--- Directive ---
Turn everything from the line containing "red helmet crest." down to the end of the rows into a Markdown table with the columns No. and Text, one numbered line per table row, with blank lines skipped and pictures left out.

--- Records for this exercise ---

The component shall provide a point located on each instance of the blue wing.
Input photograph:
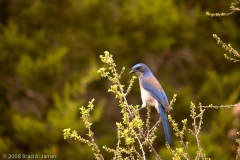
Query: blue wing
(152, 86)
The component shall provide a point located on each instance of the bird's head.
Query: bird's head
(139, 69)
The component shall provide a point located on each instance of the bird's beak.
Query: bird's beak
(131, 72)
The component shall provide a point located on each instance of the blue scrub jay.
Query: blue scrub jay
(152, 94)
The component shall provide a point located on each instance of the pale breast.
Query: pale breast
(147, 97)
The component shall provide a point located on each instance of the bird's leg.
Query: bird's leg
(143, 106)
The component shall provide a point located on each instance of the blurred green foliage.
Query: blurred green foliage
(49, 58)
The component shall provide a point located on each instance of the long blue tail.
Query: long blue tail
(165, 123)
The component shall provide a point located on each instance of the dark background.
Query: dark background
(49, 56)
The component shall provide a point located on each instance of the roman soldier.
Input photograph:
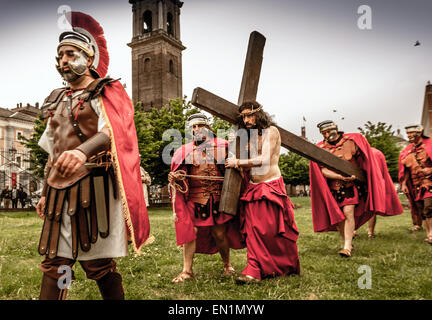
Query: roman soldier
(339, 202)
(92, 196)
(196, 177)
(415, 176)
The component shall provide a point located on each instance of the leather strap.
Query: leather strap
(74, 231)
(83, 229)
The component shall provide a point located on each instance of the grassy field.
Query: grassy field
(399, 261)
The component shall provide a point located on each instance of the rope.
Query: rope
(182, 175)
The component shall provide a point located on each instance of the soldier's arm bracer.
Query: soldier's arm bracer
(92, 146)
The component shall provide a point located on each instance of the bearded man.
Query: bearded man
(197, 169)
(267, 213)
(415, 176)
(339, 202)
(92, 196)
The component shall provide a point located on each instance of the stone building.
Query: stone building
(14, 169)
(156, 52)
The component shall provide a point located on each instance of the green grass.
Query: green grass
(400, 263)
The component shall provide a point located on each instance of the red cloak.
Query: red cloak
(118, 113)
(185, 209)
(415, 214)
(326, 213)
(270, 230)
(393, 205)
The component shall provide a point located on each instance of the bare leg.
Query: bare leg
(371, 224)
(428, 226)
(341, 228)
(219, 234)
(188, 255)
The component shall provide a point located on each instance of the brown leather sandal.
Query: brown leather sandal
(183, 276)
(228, 271)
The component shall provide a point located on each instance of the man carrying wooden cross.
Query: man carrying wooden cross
(415, 175)
(200, 228)
(267, 213)
(340, 202)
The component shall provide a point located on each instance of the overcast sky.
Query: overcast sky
(316, 58)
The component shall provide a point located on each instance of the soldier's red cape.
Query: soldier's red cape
(415, 214)
(393, 205)
(184, 209)
(118, 113)
(270, 230)
(326, 213)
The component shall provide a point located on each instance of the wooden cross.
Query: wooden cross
(228, 111)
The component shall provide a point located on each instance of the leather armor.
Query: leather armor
(204, 162)
(416, 161)
(347, 150)
(73, 122)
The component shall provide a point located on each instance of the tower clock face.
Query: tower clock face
(156, 52)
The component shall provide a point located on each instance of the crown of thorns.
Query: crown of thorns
(248, 113)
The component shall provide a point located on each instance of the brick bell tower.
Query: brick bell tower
(156, 52)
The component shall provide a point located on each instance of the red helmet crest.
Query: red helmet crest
(89, 27)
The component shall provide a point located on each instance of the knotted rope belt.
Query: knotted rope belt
(182, 174)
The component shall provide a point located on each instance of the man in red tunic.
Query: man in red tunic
(267, 213)
(200, 227)
(341, 203)
(415, 175)
(393, 205)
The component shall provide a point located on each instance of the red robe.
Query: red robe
(415, 214)
(118, 113)
(326, 213)
(185, 209)
(270, 230)
(393, 205)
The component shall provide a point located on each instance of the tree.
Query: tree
(38, 156)
(294, 169)
(381, 137)
(151, 128)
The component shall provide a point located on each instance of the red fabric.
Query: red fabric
(270, 230)
(393, 205)
(120, 113)
(415, 214)
(185, 209)
(326, 213)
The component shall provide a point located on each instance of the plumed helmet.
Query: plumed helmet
(88, 36)
(326, 125)
(198, 118)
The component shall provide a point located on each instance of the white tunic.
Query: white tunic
(113, 246)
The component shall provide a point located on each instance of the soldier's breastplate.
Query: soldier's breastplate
(200, 190)
(66, 138)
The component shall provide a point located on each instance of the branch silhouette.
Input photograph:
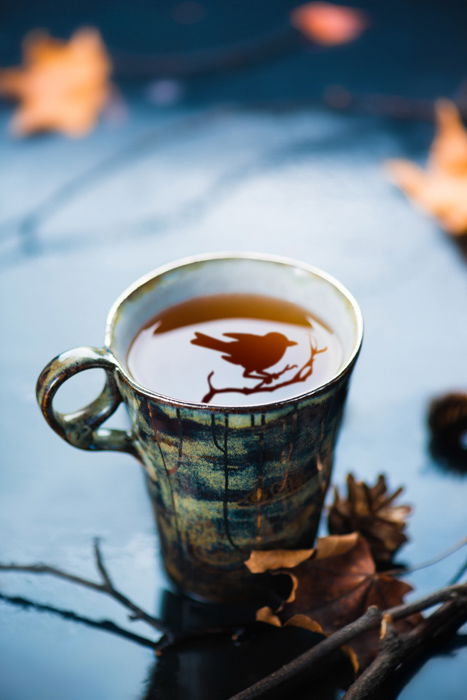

--- Solution to this problem ---
| No. | Text |
|---|---|
| 1 | The component shall provide a point located on each instance of the red helmet crest. |
| 2 | Query: red helmet crest |
| 3 | (89, 27) |
| 4 | The component shall provide a point located on each instance of the knotted rope belt. |
| 5 | Query: knotted rope belt |
| 6 | (182, 174) |
| 7 | The component shall provide a point located on each instance of the man in red tunic. |
| 8 | Query: man in red tunic |
| 9 | (267, 213) |
| 10 | (200, 227) |
| 11 | (341, 203) |
| 12 | (415, 175) |
| 13 | (393, 205) |
| 14 | The component shall provide a point located on each instance of the red robe. |
| 15 | Query: red robe |
| 16 | (415, 214) |
| 17 | (118, 113) |
| 18 | (326, 213) |
| 19 | (185, 209) |
| 20 | (270, 230) |
| 21 | (393, 205) |
| 22 | The component shall provide a point located on each instance of the tree. |
| 23 | Query: tree |
| 24 | (38, 156) |
| 25 | (294, 169) |
| 26 | (381, 137) |
| 27 | (151, 128) |
| 28 | The component shall provide a point located on each instance of the red fabric. |
| 29 | Query: red fabric |
| 30 | (270, 230) |
| 31 | (393, 205) |
| 32 | (120, 113) |
| 33 | (415, 214) |
| 34 | (185, 209) |
| 35 | (326, 213) |
| 36 | The component shall provide a point located on each instance of the plumed helmet. |
| 37 | Query: plumed helmet |
| 38 | (88, 36) |
| 39 | (326, 125) |
| 40 | (198, 118) |
| 41 | The component shall provide a point located on each instance of the white tunic. |
| 42 | Query: white tunic |
| 43 | (113, 246) |
| 44 | The component shall provide a point located on each instance of the soldier's breastplate. |
| 45 | Query: soldier's breastplate |
| 46 | (200, 190) |
| 47 | (66, 138) |
| 48 | The component shall provide a point located on each instance of the branch silhouette. |
| 49 | Input photograph: |